### Problem
Nothing but the pictures should be left out when the entries below are duplicated.

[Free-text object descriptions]

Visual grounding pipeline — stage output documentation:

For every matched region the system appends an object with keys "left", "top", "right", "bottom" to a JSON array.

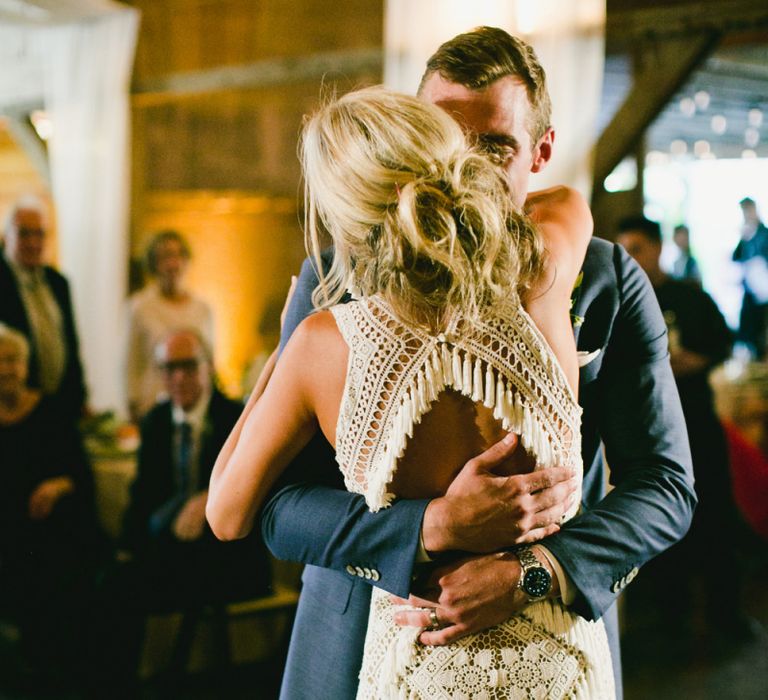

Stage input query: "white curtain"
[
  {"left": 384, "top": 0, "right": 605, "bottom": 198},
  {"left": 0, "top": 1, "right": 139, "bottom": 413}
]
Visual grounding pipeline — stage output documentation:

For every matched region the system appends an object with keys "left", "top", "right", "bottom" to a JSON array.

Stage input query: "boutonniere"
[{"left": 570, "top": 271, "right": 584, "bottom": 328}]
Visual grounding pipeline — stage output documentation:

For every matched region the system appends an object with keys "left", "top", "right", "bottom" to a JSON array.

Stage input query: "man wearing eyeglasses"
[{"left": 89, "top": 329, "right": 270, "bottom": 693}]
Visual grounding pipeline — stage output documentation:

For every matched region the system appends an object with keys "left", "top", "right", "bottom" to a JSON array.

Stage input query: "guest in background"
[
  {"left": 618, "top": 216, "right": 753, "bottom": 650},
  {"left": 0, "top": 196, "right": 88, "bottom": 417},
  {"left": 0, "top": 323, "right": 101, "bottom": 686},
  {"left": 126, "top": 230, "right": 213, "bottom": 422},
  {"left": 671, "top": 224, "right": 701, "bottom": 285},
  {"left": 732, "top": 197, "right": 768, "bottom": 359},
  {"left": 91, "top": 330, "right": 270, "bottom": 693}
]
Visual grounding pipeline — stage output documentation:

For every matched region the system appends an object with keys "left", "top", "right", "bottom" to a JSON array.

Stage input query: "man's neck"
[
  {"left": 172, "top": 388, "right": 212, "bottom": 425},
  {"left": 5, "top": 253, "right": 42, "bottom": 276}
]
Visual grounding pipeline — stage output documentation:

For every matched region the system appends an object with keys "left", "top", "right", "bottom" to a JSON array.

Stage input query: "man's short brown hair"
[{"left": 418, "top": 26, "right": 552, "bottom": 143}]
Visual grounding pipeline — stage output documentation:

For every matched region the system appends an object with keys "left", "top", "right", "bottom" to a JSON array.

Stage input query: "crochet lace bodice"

### Solution to the exercise
Visual grounding pipeline — stage output documentation:

For every matched region the system appends an object with keys "left", "top", "right", "bottom" to a JSON array.


Stage input query: "white curtain"
[
  {"left": 384, "top": 0, "right": 605, "bottom": 198},
  {"left": 0, "top": 1, "right": 139, "bottom": 413}
]
Visual grounding pipeline — stage output documentation:

For every matched region the system appends an object with keys "left", "top", "right", "bottom" to a JSON array.

Stage input query: "boutonniere"
[{"left": 570, "top": 271, "right": 584, "bottom": 328}]
Visual grounding pipeline — stage output documentation:

For every matched region the system appends an object with keys "left", "top", "right", "bottom" to a JSON array.

Stage input query: "man wearing eyeglasses"
[{"left": 89, "top": 329, "right": 270, "bottom": 693}]
Visual grounding pipeline — stage output documentation:

For every matched region the system appends an object with keys "left", "top", "right", "bottom" to a JSON array.

Stage input query: "guest in background"
[
  {"left": 618, "top": 216, "right": 753, "bottom": 650},
  {"left": 0, "top": 196, "right": 88, "bottom": 417},
  {"left": 0, "top": 323, "right": 101, "bottom": 686},
  {"left": 126, "top": 230, "right": 213, "bottom": 422},
  {"left": 671, "top": 224, "right": 701, "bottom": 285},
  {"left": 732, "top": 197, "right": 768, "bottom": 359},
  {"left": 91, "top": 330, "right": 270, "bottom": 693}
]
Visual grounding pipeline — stage output documentation:

For every matched region the system appends an object with keys "left", "top", "right", "bottom" to a JSON array.

Stage input query: "man's neck"
[
  {"left": 172, "top": 388, "right": 212, "bottom": 425},
  {"left": 5, "top": 253, "right": 42, "bottom": 276}
]
Visual grounding pipeline — stage output documentation:

For every matched region the system appends an object with keys "left", "top", "right", "bottom" to a JSON array.

Stage input query: "man's short brown hair"
[{"left": 418, "top": 26, "right": 552, "bottom": 143}]
Visual grounding pipeline — stage output documentation:

For every matched region the system appends an object with keys "left", "top", "right", "bottom" to a JSON array.

Stage input query: "crochet lace bodice"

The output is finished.